**OBJECTIVE 1:**
Transcribe everything from "In a plan, we" down to "Financial Planning work?" in the financial planning text below.

**DOCUMENT SECTION:**
Am I saving enough? Will I have enough to maintain my current lifestyle in retirement? Should I convert my IRA to a Roth? What’s the best way to save for college? How much risk do I need to take in my portfolio to meet my goals? What ARE my goals?
If you have ever asked yourself one of these questions, you could benefit from doing some financial planning. In a Financial Plan, you evaluate your entire financial picture, set short and long-term financial goals, develop strategies to achieve those goals, then monitor and adjust the plan regularly as life changes.
Why should you take the time to do this?
Doing a financial plan requires time and effort – it involves gathering information and looking at numbers you might prefer to avoid, but in the end, the benefits far outweigh the costs. A little bit of work may save you a lot of money and anxiety down the road. Many people get overwhelmed by their finances and don’t know how much they are spending or what their goals are. They just hope everything will work out. Maybe it will, but hope is not a strategy. Even if you do a plan and find you are not exactly where you would like to be, it is far better to know and be able to make the appropriate changes.
Doing a financial plan will:
- Make it easier to make decisions
- Help you make the most of your assets
- Help you avoid financial disasters
- Give you financial peace of mind
What exactly is in a Financial Plan?
In a plan, we project your future cash flows and net worth based on income, expenses, and the estimated growth of your assets. You can see what your financial picture would most likely be in future years and answer those nagging questions we mentioned above. We can also run scenarios to show what the projected impact of decisions would be – how would buying that vacation home, retiring 5 years earlier or paying off that loan affect your bottom line? Regardless of the questions you want answered, any comprehensive financial plan will address the following core components:
How does Financial Planning work?
The following outlines the main steps of the financial planning process.
- Calculate your Net Worth
Add up all your assets (savings, real estate, real property, etc.), subtract any liabilities (mortgage, loans, etc.) and the resulting value is your “net worth”. It is helpful to compare this year to year and see how it is growing (or declining)!

**GIVEN RECORDS:**
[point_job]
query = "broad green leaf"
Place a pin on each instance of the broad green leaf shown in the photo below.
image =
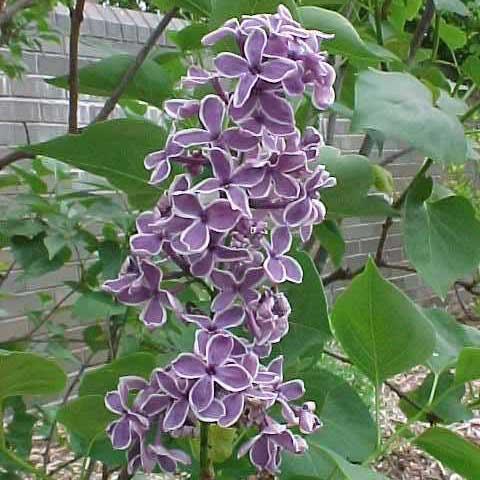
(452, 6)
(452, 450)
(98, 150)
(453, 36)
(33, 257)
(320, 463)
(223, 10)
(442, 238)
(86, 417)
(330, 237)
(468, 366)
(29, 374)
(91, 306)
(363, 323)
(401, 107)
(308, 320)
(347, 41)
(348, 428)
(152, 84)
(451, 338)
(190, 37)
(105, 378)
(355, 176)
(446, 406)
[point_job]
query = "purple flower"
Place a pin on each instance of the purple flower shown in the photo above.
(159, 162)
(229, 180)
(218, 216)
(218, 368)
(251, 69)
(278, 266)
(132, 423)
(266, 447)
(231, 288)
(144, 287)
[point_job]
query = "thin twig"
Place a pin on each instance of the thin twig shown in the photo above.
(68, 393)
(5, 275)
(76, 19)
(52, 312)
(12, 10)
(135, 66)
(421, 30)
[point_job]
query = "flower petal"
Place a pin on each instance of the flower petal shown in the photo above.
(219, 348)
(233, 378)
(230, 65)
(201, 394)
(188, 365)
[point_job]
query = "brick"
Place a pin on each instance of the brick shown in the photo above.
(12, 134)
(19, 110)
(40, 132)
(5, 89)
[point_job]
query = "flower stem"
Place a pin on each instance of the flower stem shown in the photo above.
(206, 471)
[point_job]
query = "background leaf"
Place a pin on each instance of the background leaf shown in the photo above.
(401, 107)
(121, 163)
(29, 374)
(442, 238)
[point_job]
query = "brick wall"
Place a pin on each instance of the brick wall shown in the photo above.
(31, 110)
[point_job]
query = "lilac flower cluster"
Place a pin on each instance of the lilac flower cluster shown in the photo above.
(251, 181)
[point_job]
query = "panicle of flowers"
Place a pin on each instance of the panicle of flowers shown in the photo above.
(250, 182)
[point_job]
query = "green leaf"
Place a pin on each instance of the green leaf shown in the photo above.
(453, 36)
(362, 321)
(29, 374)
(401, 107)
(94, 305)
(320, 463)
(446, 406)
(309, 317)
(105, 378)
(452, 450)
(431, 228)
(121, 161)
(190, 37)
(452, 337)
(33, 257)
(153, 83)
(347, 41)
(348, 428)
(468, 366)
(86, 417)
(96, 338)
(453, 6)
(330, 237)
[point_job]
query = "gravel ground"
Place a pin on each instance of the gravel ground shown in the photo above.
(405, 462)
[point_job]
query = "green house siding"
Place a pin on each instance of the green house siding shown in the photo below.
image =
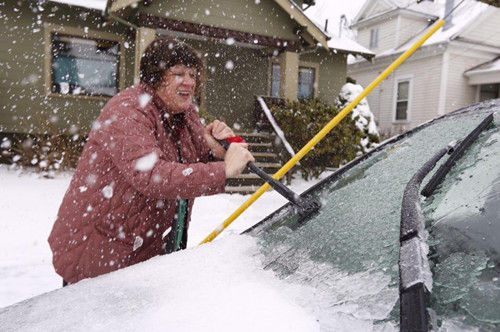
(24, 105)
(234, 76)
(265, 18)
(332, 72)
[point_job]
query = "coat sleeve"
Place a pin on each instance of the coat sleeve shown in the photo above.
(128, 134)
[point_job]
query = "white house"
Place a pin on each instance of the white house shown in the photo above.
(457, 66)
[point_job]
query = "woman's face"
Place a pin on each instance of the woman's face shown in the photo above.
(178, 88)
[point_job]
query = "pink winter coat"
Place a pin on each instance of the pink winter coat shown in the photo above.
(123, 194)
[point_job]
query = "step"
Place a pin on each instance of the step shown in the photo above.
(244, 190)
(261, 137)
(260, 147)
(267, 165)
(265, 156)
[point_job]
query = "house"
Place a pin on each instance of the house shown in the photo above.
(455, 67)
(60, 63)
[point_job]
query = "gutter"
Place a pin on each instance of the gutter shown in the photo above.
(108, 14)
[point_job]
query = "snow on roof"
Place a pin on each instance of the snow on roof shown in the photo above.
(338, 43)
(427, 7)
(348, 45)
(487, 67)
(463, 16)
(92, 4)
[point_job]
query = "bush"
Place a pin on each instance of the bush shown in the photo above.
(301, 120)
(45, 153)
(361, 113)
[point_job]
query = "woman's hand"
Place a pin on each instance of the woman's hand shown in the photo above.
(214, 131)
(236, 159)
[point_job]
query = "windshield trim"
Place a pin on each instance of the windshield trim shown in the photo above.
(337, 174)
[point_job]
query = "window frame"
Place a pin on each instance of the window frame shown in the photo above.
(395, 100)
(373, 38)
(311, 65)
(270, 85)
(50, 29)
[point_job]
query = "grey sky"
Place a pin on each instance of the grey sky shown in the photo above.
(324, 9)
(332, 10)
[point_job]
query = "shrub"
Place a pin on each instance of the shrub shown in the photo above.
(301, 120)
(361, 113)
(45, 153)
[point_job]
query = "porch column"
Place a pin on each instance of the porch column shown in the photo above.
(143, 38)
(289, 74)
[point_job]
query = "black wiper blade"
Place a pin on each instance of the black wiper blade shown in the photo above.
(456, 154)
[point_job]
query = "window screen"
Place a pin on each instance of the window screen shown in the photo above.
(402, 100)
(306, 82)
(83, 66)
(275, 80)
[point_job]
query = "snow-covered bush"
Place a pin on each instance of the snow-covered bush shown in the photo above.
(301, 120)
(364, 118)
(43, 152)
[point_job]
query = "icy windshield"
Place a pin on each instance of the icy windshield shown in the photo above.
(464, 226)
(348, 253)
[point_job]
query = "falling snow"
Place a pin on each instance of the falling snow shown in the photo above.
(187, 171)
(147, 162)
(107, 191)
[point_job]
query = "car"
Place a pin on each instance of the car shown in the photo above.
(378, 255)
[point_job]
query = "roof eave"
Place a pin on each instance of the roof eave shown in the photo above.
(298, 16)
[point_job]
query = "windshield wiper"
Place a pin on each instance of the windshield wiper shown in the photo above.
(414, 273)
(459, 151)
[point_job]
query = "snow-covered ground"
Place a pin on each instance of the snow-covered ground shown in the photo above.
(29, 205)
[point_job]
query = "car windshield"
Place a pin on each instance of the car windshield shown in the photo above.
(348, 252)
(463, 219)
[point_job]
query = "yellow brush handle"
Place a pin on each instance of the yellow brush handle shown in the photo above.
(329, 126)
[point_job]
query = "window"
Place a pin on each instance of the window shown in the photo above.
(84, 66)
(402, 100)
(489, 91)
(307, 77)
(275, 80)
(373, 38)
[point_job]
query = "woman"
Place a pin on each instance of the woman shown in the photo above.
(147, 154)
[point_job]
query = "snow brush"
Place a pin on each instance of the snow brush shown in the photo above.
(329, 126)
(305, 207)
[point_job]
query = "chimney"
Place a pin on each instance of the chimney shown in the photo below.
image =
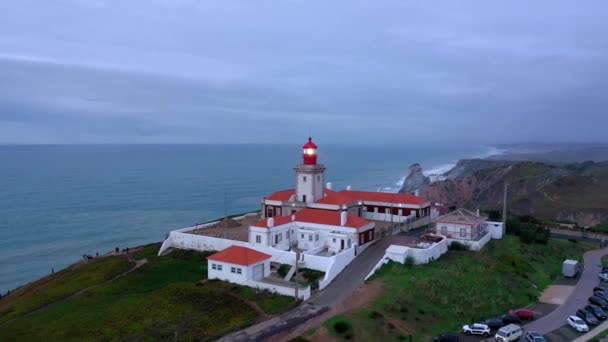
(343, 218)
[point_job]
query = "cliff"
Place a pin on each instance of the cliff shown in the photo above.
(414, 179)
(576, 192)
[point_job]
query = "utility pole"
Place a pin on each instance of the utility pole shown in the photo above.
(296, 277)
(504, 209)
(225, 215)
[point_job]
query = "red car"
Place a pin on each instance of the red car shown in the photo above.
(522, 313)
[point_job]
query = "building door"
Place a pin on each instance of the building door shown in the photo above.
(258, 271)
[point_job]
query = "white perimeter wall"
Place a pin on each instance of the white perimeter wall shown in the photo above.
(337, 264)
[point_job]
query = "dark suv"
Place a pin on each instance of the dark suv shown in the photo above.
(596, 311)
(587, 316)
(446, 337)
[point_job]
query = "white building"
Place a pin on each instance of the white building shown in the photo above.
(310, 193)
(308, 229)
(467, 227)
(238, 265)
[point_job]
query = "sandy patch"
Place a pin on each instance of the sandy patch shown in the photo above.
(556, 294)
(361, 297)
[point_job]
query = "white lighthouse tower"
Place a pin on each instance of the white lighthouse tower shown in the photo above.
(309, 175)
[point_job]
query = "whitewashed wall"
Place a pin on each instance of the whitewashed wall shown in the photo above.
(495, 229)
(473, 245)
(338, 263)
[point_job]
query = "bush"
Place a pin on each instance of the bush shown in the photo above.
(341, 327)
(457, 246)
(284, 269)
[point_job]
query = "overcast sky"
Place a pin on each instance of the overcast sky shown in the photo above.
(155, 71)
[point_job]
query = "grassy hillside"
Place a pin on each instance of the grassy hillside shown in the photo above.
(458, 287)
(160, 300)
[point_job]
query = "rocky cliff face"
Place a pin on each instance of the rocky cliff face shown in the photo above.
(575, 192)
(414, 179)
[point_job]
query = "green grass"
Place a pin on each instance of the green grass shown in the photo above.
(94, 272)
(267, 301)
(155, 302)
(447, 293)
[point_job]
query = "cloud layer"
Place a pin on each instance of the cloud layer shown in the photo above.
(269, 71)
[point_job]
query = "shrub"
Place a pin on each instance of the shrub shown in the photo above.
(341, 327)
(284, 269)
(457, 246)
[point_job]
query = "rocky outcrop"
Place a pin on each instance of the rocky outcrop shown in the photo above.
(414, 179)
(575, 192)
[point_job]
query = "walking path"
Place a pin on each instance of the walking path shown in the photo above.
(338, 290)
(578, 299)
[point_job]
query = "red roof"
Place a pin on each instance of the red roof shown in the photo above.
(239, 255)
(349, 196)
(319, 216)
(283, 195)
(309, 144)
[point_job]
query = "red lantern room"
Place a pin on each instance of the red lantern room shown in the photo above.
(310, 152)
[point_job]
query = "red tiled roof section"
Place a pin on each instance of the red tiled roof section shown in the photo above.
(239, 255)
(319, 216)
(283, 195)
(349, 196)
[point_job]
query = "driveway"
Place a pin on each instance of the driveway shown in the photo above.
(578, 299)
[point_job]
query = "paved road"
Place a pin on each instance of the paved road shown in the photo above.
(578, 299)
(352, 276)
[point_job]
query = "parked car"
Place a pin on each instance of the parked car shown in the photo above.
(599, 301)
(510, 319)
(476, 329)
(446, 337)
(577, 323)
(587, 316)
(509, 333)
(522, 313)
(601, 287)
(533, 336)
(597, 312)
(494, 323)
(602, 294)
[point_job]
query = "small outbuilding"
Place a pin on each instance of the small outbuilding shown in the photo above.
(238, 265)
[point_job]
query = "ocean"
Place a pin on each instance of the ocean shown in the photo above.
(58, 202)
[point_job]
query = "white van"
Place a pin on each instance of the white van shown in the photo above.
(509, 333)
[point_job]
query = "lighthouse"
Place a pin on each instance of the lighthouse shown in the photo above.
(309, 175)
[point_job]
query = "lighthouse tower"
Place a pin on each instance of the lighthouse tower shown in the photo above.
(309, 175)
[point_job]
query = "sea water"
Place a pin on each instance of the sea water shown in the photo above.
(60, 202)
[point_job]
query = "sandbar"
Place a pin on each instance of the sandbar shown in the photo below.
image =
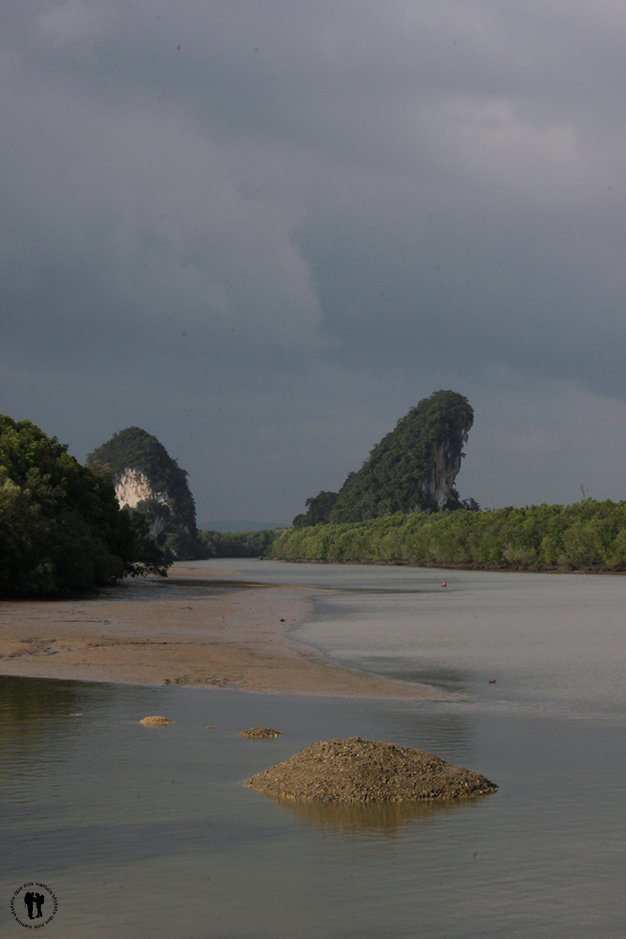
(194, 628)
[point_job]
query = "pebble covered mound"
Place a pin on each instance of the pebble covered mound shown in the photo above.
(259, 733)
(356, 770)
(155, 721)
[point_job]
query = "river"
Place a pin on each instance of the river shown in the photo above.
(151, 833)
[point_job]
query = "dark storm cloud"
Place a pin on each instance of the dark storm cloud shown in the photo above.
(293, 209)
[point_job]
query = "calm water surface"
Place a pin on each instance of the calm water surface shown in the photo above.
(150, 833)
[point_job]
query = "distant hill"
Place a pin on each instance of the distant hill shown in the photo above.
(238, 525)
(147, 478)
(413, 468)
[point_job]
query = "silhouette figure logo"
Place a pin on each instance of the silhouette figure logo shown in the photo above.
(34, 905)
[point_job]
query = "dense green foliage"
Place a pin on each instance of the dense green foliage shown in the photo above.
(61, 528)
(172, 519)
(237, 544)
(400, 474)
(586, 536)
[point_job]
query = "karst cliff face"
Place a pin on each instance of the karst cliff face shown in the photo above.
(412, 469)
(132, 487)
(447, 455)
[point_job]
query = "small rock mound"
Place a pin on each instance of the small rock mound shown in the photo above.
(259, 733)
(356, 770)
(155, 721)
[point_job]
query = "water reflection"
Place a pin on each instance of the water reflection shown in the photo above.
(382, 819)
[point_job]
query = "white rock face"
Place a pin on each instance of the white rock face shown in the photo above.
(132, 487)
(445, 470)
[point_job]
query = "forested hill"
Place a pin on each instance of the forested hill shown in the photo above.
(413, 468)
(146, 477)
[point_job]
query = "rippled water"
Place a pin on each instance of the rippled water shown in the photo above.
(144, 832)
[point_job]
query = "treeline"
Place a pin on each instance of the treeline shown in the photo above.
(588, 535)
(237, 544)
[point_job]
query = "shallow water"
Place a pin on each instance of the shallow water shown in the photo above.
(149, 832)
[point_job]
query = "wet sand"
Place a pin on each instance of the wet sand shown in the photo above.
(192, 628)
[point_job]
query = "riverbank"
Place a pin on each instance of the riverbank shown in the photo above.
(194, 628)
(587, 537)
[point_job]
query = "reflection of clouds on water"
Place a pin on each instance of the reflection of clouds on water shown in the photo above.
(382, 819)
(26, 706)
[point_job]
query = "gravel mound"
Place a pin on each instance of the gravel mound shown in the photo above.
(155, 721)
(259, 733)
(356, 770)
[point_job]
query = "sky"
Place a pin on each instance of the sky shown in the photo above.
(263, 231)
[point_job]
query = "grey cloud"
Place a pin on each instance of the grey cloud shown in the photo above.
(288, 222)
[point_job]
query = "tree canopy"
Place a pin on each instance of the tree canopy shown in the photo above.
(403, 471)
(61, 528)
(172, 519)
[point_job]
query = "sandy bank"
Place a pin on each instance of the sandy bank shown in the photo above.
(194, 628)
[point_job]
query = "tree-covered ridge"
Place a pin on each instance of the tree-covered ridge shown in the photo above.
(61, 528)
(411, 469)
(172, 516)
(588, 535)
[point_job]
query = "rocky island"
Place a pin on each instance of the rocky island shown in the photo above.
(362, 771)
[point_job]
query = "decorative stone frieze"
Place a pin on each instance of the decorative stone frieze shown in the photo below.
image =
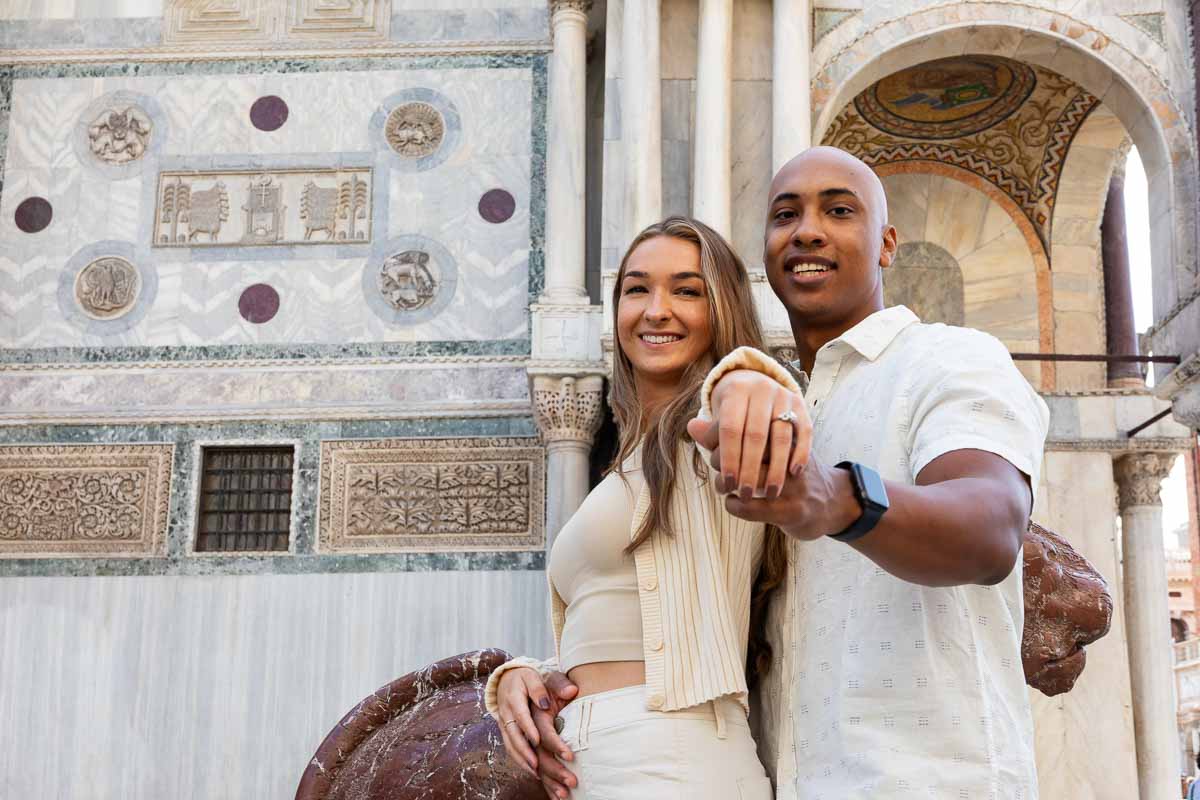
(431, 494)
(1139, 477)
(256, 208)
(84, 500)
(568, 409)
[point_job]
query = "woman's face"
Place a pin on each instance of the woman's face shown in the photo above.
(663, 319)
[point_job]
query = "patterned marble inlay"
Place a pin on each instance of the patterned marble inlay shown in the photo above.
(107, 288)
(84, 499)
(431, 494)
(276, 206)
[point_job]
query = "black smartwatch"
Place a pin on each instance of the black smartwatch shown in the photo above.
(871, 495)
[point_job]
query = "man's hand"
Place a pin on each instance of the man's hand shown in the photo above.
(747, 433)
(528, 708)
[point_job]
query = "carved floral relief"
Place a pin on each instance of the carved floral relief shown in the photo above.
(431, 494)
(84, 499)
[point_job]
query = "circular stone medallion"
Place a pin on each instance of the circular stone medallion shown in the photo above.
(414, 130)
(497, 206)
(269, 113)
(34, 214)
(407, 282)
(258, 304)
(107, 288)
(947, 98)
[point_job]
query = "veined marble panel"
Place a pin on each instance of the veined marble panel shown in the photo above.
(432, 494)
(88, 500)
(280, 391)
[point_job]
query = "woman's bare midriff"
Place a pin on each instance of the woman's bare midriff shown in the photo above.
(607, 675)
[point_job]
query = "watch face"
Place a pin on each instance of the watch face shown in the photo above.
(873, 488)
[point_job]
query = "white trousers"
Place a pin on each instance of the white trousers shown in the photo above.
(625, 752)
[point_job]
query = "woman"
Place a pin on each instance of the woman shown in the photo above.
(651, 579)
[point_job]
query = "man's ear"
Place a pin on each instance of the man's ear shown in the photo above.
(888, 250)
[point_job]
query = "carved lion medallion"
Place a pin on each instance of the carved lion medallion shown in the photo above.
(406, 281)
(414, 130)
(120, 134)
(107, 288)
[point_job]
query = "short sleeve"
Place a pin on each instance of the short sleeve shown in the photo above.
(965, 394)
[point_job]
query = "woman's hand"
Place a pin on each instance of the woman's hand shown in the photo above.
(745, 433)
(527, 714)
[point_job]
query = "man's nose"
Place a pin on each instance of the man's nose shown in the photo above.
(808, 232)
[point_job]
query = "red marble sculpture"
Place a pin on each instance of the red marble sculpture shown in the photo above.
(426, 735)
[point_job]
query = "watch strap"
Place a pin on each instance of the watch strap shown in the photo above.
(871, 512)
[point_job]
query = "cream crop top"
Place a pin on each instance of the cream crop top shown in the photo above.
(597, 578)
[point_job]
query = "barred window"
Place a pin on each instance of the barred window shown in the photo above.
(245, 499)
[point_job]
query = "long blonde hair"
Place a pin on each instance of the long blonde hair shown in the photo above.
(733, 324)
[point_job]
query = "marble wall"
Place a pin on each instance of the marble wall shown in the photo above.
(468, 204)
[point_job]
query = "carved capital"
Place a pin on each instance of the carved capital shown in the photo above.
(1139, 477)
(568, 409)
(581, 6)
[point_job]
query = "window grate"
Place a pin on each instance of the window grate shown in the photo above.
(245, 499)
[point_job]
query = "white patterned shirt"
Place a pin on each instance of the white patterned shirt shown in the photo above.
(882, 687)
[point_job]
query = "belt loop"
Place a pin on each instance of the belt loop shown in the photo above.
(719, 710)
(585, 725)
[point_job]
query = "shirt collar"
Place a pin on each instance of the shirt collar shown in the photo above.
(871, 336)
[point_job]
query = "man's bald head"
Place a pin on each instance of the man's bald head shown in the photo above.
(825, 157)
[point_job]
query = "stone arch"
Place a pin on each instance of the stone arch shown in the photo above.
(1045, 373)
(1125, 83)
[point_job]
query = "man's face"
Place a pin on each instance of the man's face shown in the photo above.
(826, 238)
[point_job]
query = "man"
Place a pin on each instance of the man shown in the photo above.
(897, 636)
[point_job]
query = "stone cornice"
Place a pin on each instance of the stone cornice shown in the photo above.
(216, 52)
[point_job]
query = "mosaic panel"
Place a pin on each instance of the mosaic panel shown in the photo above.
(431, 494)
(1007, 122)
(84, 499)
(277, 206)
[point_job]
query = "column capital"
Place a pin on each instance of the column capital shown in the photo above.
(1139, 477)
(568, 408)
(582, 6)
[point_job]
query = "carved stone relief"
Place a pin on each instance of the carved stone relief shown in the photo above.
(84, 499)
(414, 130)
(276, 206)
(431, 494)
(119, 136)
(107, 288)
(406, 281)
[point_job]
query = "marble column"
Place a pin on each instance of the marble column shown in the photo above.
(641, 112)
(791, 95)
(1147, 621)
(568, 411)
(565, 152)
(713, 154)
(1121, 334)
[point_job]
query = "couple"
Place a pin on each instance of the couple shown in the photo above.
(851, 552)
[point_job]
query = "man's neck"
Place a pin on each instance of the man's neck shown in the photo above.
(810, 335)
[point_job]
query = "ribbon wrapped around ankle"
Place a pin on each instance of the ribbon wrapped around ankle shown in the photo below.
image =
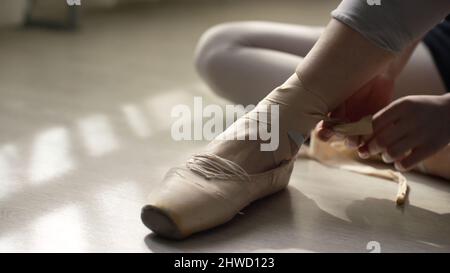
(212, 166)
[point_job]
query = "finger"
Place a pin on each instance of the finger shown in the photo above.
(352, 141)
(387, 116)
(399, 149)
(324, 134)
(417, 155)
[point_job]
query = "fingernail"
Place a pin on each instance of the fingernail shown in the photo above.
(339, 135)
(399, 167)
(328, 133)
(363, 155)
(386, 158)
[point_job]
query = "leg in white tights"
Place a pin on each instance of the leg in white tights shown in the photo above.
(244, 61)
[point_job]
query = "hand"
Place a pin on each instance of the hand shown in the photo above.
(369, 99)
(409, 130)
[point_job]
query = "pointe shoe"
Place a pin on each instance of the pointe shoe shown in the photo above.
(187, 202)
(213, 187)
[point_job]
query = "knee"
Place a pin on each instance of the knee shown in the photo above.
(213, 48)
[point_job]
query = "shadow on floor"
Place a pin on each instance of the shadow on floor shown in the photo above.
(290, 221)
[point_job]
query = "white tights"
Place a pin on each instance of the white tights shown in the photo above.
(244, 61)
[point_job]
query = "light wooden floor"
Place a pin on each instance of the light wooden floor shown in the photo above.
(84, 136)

**OBJECTIVE 2:**
Gather every line of the records above that contains the word "overcast".

**ANSWER 1:**
In a plan, we project your future cash flows and net worth based on income, expenses, and the estimated growth of your assets. You can see what your financial picture would most likely be in future years and answer those nagging questions we mentioned above. We can also run scenarios to show what the projected impact of decisions would be – how would buying that vacation home, retiring 5 years earlier or paying off that loan affect your bottom line? Regardless of the questions you want answered, any comprehensive financial plan will address the following core components:
How does Financial Planning work?

**ANSWER 2:**
query = "overcast sky"
Place a pin on each instance of the overcast sky shown in the photo above.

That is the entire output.